Dataset entries
......

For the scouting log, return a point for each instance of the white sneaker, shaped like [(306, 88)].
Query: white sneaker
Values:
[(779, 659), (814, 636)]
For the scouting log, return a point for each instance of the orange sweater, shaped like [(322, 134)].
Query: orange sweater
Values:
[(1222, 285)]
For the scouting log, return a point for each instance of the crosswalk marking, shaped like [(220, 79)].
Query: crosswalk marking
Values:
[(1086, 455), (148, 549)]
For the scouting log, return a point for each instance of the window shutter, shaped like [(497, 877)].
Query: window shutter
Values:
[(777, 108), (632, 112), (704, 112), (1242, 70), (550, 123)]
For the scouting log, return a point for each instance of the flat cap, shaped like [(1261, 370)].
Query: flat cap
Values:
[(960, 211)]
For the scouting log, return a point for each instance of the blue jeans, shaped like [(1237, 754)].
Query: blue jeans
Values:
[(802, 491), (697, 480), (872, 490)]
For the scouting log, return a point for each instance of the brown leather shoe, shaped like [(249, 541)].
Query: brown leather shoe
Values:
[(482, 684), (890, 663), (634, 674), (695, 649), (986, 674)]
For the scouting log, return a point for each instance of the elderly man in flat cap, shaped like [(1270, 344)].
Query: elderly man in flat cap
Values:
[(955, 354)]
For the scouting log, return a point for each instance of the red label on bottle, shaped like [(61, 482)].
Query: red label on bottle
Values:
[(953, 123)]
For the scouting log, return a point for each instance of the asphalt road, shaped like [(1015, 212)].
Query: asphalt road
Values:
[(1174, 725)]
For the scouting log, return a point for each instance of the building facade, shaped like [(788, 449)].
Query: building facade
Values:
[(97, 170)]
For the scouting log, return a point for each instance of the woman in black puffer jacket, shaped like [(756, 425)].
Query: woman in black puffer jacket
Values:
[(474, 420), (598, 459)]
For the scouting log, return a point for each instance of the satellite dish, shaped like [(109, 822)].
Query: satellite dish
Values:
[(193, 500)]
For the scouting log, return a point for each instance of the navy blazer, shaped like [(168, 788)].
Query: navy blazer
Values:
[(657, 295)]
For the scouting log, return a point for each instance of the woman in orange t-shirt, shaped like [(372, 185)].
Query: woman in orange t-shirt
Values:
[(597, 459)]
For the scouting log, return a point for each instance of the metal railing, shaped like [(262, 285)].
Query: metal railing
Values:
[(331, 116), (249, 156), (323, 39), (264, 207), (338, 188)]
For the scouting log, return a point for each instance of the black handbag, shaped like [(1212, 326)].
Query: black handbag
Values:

......

Instructions to follow — Could you copy every one of the rows above, line for line, without changing a single character?

Result below —
For the scouting log, return a point for each instance of the white sneaker, shaped like [(306, 88)].
Query: white sneaker
Values:
[(779, 659), (814, 636)]
For the scouting log, return a point for each instance of the orange sweater, shaped like [(322, 134)].
Query: orange sweater
Values:
[(1222, 285)]
For the scouting log, return a point for each instance of the crosswalk marking, shaped like [(220, 79)].
Query: crosswalk marking
Values:
[(1086, 455), (148, 549)]
For the scouting log, return a point for each instance of the window shutter, shaped like [(497, 877)].
Query: window shutter
Values:
[(777, 108), (632, 112), (704, 112), (1242, 70), (550, 123)]
For the scouting log, return a point for each instance of the flat cap, shaped like [(1261, 370)].
Query: flat cap
Values:
[(960, 211)]
For the scouting log, return a point for each instance of the blue jeans, shaped like [(1237, 754)].
Query: blue jeans
Values:
[(802, 491), (697, 480), (872, 490)]
For the scouting log, return a point for each instance of the brown leather shoe, shaped like [(249, 541)].
Query: brown leather shoe
Values:
[(482, 684), (890, 663), (634, 674), (695, 649), (986, 674)]
For the scouting log, return a point for each instance of the elderly man in flat cap, shaped like [(1270, 344)].
Query: elderly man in flat cap
Values:
[(955, 354)]
For the scouting log, return a point for each instance of the red label on bottle, shaped like [(61, 482)].
Query: red label on bottle
Values:
[(953, 123)]
For the scouting log, return a point for each instance of the asphalt road, shaped like [(1015, 212)].
Query: asphalt road
Values:
[(1174, 725)]
For the scouting log, return a point for each instance of the building facade, shaped like [(788, 449)].
Query: building facade
Values:
[(97, 170)]
For the scouting log, return a point for each instance of the woman in black puffer jacket, shaped like [(756, 425)].
Query: woman in black puffer jacket
Values:
[(474, 420), (598, 459)]
For the scouting log, return a point for each instance of the satellite dish, shaped like [(109, 822)].
Query: satellite dish
Values:
[(193, 500)]
For the scouting log, return a point for each instance of the navy blazer, shaped like [(168, 788)].
Query: navy blazer
Values:
[(657, 295)]
For the scouting log, return a point for each instance of the woman in orange t-shirt, shaped like [(372, 185)].
Query: woman in orange t-shirt
Values:
[(597, 459)]
For the scouting log, return a point for each instance of the metal railing, shaped like [(262, 285)].
Query: metal railing
Values:
[(331, 116), (249, 156), (323, 39), (264, 207), (338, 188)]
For the scouting log, return a point for each instance of the black handbag, shaped like [(1212, 326)].
Query: black handbag
Values:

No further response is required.